• **Passage for review**:
************

Photo by STS-122 Shuttle Crew / NASA
WASHINGTON — The Star Wars soundtrack blasted out of the speaker system as yellow words faded into a starry landscape on the projector. “Commercial: the new future of space” rolled across the screen.
At the 15th annual Federal Aviation Administration’s Commercial Space and Transportation Conference, presenters Wednesday spoke of a future that is closer than we think.
A short video before the program compared mockups of real spaceships to science fiction movies. A “Star Trek” space station faded into the International Space Station and a “Star Wars” cruiser faded into a mockup of a space ship designed by SpaceX – a company developing passenger space ships.
“We are at the threshold of the golden age in space flight,” said George Nield, the FAA administrator for commercial space transportation. “It is the people in this room that can make that happen.”
NASA’s $17.7 billion proposed 2013 budget is down slightly from this year’s spending. That drop-off combined with the end of the space shuttle program means the U.S. is no longer sending astronauts into orbit with its own equipment. Paying $60 million per passenger on Russian ships is not cheap, so NASA and the FAA are looking towards the private sector.
In his keynote speech, William Gerstenmair, a NASA associate administrator, said space flight is transitioning. NASA is moving from developing space vehicles to needing commercial services, he said.

************

• **Entries shown**:

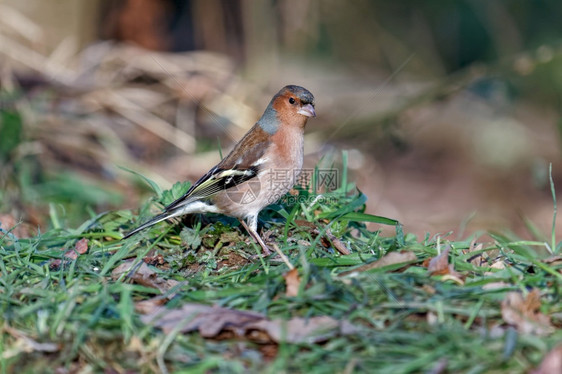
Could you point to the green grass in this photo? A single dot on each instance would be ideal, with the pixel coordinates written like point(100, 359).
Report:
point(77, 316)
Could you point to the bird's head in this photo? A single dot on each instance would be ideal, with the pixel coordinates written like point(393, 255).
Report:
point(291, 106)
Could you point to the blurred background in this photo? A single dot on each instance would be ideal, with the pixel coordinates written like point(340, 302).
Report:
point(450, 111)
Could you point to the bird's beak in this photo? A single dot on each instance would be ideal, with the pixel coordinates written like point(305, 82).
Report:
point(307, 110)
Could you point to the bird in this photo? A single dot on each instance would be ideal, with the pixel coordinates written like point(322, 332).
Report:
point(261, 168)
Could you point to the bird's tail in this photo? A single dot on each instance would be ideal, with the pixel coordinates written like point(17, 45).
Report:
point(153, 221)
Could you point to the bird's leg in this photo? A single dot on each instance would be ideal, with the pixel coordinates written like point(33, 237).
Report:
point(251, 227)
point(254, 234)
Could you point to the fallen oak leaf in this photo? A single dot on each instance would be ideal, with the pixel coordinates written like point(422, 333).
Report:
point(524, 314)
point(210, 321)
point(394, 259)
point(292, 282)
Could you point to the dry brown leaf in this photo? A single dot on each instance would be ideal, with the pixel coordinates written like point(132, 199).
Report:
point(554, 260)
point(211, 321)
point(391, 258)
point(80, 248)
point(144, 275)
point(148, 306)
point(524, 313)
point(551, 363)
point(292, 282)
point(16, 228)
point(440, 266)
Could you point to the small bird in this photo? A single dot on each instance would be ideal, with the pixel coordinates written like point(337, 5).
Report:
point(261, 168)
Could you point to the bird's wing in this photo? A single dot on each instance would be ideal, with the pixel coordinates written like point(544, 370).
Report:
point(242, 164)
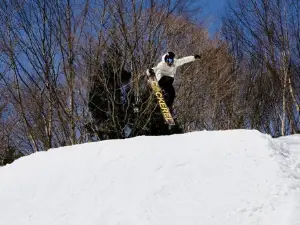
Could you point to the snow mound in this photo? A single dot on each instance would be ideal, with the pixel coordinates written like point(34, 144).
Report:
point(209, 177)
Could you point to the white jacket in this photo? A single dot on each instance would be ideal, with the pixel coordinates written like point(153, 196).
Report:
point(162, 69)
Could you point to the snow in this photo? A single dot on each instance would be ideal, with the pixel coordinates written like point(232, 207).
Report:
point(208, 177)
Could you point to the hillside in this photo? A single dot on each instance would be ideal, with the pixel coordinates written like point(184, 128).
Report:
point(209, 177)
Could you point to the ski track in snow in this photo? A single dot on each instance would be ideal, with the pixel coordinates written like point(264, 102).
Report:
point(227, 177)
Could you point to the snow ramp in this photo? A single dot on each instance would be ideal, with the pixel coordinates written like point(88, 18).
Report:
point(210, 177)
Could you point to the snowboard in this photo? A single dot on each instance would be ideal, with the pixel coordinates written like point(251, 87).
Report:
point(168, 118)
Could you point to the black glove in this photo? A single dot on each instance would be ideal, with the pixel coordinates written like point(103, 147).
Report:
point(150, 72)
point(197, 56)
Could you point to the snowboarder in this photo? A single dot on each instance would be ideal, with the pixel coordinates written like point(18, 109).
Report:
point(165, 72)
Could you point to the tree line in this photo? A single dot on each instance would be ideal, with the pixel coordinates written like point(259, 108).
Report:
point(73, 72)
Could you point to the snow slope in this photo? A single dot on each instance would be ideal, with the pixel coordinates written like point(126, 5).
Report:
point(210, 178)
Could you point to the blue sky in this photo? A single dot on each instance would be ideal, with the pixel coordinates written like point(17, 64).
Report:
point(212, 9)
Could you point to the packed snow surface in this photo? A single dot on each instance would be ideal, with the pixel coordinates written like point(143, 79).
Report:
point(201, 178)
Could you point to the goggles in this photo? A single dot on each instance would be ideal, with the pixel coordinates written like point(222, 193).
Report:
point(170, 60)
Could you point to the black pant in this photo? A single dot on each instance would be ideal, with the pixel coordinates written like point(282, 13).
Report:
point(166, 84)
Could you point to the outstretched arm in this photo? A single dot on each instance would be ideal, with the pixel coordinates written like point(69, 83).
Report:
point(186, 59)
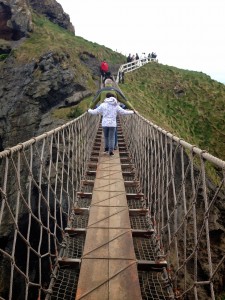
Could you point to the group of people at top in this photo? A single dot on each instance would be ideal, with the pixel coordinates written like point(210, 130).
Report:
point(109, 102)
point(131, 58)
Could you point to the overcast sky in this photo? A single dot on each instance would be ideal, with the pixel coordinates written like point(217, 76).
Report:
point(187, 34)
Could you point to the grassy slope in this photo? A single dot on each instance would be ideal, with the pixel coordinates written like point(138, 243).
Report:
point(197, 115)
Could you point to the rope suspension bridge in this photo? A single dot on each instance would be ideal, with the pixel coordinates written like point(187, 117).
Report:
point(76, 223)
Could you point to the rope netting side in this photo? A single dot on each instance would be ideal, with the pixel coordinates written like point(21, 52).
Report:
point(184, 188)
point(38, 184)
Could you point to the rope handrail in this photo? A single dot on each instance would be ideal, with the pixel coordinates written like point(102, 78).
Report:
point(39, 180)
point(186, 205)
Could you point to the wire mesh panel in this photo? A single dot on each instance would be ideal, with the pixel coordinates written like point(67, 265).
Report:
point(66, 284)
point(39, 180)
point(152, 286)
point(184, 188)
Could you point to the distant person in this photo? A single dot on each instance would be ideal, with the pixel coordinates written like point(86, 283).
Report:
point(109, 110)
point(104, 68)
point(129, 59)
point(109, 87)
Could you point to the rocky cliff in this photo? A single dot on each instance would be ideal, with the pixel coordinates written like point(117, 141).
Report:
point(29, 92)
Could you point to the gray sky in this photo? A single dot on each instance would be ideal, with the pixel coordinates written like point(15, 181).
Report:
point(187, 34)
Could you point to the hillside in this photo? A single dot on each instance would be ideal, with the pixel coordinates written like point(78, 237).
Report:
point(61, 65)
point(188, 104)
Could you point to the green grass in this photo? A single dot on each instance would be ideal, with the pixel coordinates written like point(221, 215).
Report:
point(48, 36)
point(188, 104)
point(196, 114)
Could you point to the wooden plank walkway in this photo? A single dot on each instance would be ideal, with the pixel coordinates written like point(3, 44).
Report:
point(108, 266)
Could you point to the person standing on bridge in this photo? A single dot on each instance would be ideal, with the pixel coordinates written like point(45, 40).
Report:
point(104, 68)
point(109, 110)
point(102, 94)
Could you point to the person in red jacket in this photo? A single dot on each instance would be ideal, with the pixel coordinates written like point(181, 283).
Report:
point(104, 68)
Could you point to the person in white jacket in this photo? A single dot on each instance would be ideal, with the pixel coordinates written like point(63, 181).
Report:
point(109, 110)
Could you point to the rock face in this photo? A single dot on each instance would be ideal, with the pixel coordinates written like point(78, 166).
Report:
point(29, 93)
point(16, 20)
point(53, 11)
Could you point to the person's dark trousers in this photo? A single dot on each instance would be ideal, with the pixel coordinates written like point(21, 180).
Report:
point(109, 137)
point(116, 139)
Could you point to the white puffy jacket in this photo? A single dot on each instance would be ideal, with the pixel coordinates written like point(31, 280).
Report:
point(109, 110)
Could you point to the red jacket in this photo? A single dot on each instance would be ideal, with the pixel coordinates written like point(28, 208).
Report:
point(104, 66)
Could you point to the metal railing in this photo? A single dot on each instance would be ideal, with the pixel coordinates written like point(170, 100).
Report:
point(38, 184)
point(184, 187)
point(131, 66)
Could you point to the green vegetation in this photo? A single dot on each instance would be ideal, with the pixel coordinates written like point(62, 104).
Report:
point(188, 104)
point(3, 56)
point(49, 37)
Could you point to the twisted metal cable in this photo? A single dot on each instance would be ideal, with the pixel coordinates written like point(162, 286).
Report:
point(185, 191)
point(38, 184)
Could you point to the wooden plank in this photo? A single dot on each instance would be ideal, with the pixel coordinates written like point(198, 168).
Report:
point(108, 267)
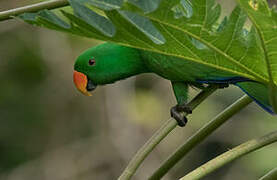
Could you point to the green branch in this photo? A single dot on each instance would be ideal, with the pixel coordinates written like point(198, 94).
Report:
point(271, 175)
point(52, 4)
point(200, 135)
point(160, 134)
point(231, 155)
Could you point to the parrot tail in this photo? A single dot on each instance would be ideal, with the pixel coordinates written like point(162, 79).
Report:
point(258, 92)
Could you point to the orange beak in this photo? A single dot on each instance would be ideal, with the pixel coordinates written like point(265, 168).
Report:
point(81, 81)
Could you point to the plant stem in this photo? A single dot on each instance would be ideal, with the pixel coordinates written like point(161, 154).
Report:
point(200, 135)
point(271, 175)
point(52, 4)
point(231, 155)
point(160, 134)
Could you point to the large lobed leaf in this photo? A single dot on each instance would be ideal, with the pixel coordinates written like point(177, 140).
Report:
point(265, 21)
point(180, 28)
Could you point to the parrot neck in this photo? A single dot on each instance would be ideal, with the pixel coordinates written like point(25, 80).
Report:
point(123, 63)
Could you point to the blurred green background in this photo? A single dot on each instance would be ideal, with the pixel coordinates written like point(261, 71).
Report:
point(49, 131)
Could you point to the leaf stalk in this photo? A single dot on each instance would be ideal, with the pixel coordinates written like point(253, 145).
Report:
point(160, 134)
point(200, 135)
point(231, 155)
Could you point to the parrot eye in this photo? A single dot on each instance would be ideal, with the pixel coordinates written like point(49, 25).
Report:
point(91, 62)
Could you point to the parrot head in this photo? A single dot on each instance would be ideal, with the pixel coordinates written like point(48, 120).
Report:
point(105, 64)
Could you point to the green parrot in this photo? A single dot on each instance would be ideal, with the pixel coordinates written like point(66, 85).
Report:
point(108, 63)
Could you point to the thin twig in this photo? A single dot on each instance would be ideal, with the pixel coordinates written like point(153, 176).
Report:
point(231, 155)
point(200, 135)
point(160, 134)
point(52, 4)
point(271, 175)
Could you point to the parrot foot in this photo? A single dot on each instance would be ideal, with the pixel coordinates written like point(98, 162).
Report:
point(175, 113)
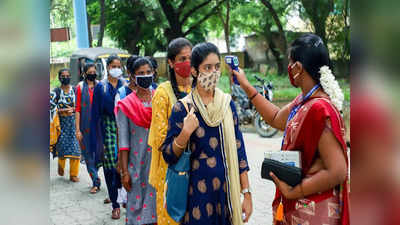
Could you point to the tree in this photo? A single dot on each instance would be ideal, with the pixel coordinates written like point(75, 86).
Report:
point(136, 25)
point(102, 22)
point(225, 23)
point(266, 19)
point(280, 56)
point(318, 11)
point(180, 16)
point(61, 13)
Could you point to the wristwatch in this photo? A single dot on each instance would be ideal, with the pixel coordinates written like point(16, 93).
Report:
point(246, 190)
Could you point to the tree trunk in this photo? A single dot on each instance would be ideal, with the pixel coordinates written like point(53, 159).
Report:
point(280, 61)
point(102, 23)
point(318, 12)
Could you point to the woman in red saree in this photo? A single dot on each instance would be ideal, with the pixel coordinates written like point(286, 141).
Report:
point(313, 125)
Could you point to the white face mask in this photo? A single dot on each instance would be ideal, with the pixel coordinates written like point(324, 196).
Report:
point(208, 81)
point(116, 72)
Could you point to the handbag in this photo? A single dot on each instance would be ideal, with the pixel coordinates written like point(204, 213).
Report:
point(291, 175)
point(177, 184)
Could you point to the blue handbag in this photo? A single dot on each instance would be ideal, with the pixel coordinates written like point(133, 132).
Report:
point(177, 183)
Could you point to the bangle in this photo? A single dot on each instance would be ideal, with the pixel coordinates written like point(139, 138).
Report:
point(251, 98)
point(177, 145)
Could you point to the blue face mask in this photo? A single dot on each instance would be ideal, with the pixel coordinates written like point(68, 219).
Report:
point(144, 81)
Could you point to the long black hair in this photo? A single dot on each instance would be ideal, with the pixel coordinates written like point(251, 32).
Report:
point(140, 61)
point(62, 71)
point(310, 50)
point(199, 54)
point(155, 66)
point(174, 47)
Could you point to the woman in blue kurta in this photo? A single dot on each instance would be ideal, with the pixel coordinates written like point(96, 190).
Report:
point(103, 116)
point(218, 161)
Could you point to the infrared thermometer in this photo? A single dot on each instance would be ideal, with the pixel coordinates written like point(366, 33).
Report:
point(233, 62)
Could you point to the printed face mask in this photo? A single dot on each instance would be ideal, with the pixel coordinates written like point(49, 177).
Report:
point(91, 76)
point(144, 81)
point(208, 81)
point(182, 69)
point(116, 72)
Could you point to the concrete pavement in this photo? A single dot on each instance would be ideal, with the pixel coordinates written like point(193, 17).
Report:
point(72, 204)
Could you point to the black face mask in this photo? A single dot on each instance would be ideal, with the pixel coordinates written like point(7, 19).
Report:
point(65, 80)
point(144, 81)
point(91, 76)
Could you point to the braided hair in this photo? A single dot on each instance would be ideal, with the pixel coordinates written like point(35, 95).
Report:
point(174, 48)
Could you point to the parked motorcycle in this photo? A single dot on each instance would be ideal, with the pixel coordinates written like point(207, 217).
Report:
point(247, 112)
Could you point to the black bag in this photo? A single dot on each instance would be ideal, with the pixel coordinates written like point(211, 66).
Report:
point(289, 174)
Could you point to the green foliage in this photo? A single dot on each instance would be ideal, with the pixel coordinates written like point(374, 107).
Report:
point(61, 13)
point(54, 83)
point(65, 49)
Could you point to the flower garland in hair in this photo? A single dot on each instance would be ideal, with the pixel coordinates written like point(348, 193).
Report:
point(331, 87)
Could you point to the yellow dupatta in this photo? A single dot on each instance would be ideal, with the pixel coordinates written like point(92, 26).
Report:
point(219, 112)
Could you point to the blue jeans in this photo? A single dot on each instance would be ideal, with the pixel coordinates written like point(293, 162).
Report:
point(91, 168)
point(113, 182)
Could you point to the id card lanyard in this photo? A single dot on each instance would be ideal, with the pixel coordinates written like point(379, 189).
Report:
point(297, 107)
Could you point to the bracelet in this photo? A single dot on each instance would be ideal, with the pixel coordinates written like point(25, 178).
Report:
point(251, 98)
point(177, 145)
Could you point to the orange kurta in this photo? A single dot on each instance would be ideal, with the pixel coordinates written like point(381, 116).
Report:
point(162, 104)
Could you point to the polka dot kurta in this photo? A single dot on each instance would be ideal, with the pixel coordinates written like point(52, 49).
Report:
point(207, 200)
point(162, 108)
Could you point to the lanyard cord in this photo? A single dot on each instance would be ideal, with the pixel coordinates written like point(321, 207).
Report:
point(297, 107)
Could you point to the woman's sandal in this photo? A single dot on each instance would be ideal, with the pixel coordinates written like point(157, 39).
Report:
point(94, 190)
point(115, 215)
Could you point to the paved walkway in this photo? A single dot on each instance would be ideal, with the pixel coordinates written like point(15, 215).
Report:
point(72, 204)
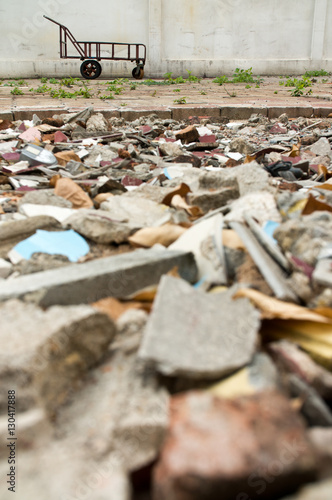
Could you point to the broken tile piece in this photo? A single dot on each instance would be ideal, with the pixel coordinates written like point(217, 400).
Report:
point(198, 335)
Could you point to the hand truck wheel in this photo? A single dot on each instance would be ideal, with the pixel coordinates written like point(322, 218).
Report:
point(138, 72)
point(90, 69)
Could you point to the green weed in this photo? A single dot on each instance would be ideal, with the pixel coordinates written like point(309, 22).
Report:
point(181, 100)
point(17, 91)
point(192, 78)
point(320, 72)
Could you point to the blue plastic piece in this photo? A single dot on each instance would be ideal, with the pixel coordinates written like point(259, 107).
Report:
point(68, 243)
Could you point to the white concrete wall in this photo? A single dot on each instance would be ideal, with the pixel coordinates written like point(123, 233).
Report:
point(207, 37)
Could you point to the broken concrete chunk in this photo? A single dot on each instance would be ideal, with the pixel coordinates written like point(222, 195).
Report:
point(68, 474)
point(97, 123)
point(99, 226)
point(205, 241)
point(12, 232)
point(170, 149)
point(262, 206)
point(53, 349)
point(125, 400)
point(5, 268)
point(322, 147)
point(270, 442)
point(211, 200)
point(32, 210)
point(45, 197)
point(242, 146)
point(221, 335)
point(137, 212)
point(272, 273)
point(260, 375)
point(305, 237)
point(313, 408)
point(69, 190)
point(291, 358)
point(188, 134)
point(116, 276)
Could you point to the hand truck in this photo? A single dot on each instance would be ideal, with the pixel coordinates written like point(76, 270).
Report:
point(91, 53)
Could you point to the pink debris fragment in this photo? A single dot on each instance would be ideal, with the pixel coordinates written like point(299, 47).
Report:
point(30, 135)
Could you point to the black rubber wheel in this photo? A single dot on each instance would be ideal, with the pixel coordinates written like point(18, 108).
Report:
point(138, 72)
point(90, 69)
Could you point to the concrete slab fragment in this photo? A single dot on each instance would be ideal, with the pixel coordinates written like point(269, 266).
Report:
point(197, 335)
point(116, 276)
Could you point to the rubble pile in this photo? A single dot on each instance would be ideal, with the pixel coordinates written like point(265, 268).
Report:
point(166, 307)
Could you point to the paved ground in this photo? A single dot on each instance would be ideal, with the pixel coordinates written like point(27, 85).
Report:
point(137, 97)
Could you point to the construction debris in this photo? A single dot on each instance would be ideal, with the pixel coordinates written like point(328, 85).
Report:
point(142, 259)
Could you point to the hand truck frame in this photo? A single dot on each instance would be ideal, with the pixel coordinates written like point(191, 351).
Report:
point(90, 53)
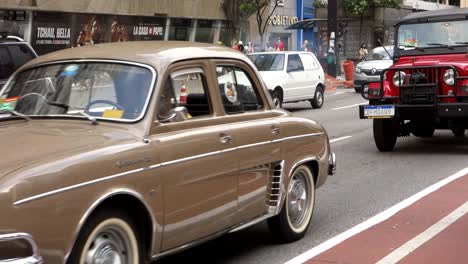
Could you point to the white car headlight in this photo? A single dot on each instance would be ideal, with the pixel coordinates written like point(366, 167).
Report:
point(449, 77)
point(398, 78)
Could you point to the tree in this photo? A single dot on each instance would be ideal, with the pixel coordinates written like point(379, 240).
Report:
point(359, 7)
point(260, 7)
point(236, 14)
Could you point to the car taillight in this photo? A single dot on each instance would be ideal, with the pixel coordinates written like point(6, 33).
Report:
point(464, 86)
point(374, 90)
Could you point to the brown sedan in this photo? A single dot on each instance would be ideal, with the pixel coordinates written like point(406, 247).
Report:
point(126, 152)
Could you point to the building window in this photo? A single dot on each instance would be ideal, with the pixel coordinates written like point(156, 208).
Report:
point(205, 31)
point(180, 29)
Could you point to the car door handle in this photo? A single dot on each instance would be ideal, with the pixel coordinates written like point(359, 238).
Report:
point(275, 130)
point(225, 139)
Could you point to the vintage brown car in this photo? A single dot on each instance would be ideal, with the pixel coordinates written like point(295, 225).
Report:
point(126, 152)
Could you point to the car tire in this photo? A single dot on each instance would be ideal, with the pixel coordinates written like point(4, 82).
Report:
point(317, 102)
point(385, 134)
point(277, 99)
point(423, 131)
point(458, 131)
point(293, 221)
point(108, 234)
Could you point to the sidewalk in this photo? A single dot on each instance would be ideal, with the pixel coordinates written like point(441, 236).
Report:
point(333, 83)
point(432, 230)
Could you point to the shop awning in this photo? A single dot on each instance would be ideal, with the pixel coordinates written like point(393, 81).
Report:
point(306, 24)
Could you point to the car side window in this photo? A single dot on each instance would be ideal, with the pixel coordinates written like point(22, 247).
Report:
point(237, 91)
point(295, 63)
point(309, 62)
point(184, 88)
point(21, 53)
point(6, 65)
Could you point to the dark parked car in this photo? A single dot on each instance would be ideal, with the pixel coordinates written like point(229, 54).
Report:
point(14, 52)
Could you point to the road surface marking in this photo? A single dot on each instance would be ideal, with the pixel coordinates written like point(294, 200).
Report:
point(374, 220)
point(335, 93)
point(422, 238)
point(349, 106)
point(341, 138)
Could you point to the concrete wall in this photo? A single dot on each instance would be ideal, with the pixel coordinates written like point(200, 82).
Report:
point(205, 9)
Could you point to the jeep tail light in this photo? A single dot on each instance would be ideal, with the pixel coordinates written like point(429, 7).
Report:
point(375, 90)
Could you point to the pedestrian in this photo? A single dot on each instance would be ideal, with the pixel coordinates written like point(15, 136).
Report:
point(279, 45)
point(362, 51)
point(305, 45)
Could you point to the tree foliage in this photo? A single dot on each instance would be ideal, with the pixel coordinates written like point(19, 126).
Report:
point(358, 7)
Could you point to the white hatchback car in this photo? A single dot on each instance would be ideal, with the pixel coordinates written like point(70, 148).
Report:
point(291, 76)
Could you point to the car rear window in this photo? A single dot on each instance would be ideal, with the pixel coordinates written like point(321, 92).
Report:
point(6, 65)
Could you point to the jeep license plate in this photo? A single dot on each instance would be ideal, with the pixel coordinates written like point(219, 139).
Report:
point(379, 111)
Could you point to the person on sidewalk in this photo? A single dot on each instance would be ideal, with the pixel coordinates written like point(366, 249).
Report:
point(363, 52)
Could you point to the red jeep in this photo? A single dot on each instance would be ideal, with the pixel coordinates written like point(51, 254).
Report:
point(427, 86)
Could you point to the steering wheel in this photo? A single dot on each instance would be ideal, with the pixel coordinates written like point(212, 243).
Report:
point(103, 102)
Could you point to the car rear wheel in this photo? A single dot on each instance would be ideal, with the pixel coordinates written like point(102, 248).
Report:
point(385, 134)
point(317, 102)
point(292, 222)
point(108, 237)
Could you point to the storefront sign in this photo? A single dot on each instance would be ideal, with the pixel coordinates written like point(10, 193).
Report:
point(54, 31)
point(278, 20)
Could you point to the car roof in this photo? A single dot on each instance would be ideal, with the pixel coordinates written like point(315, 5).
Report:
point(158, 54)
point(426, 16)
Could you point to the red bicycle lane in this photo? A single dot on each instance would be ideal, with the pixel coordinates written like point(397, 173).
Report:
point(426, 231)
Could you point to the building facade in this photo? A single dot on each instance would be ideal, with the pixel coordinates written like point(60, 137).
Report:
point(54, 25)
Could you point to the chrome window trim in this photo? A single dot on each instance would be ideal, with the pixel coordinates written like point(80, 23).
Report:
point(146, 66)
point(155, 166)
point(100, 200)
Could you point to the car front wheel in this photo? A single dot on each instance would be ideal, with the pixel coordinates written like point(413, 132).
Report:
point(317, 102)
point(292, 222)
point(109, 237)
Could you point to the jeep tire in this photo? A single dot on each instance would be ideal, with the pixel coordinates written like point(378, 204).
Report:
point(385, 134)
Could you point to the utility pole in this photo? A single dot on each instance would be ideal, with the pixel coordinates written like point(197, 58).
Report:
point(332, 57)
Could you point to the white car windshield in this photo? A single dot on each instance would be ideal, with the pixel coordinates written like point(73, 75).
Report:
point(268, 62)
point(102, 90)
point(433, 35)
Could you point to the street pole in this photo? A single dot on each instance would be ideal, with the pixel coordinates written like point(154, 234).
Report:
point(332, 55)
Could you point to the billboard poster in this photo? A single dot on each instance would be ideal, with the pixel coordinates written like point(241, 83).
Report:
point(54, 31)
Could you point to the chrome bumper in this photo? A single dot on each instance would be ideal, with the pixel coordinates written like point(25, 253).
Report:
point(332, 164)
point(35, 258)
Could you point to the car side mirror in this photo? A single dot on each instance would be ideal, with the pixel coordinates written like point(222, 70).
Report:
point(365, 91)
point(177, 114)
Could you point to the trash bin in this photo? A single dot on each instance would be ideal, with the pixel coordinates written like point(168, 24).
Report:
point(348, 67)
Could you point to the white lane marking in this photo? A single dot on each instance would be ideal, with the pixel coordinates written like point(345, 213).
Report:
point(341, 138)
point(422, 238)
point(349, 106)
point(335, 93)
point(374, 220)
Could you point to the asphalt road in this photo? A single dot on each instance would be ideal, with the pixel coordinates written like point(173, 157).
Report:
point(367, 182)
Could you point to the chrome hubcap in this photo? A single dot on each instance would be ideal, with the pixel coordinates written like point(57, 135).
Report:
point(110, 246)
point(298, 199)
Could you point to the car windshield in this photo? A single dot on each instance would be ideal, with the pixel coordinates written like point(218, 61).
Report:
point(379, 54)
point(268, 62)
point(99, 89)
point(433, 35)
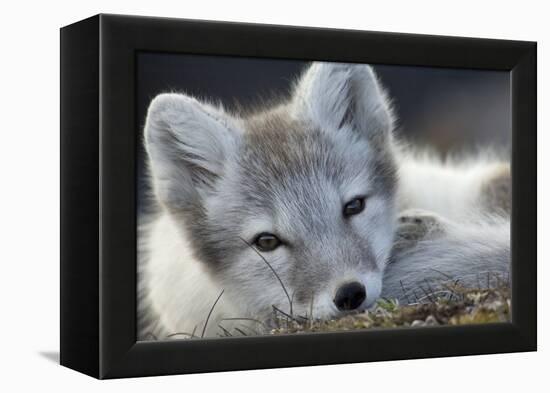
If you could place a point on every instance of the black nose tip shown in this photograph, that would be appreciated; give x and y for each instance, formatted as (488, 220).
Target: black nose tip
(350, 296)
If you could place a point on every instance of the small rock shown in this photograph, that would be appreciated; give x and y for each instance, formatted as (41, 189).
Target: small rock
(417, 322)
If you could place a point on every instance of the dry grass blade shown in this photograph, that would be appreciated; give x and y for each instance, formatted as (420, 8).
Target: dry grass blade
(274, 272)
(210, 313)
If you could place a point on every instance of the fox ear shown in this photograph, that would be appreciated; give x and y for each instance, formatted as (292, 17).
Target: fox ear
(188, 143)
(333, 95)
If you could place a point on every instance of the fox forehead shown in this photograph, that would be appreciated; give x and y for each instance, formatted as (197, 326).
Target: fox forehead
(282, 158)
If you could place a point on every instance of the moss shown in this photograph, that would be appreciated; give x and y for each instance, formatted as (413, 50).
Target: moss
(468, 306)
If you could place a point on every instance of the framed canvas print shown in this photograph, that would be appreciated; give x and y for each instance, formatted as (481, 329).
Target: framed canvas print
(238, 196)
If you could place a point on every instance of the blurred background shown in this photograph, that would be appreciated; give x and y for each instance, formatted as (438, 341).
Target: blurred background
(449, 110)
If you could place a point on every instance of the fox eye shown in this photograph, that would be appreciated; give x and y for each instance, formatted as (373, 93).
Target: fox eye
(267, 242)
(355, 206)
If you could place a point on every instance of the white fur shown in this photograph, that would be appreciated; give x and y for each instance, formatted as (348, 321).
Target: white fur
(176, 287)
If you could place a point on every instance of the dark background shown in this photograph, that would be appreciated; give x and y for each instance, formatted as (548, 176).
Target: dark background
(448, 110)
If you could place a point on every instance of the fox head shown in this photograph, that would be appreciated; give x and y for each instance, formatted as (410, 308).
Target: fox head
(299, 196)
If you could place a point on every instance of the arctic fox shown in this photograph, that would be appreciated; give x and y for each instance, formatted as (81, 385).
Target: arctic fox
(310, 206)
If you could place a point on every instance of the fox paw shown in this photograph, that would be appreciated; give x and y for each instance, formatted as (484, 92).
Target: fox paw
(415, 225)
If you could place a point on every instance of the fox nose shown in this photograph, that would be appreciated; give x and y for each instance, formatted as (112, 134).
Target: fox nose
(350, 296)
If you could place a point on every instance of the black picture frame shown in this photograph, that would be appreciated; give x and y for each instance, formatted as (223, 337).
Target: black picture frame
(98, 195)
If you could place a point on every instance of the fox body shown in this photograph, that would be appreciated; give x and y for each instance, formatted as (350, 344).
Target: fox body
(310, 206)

************

• **Requirement 1**:
Update the article on the commercial space conference by reproducing it from "NASA’s $17.7 billion" up to and including "the private sector.", with "Russian ships" replaced by "Russian spacecraft".
• **Requirement 2**:
According to the article on the commercial space conference, how much does NASA pay per passenger on Russian ships?
• **Requirement 3**:
Rewrite the paragraph of the article on the commercial space conference that begins "NASA's $17.7 billion proposed 2013 budget" in a more concise form, retaining its main facts.

• **Task response 1**:
NASA’s $17.7 billion proposed 2013 budget is down slightly from this year’s spending. That drop-off combined with the end of the space shuttle program means the U.S. is no longer sending astronauts into orbit with its own equipment. Paying $60 million per passenger on Russian spacecraft is not cheap, so NASA and the FAA are looking towards the private sector.

• **Task response 2**:
$60 million per passenger.

• **Task response 3**:
NASA's proposed 2013 budget of $17.7 billion is slightly below this year's spending. With the space shuttle program ended, the U.S. can no longer send astronauts into orbit on its own equipment. Because seats on Russian ships cost $60 million per passenger, NASA and the FAA are turning to the private sector.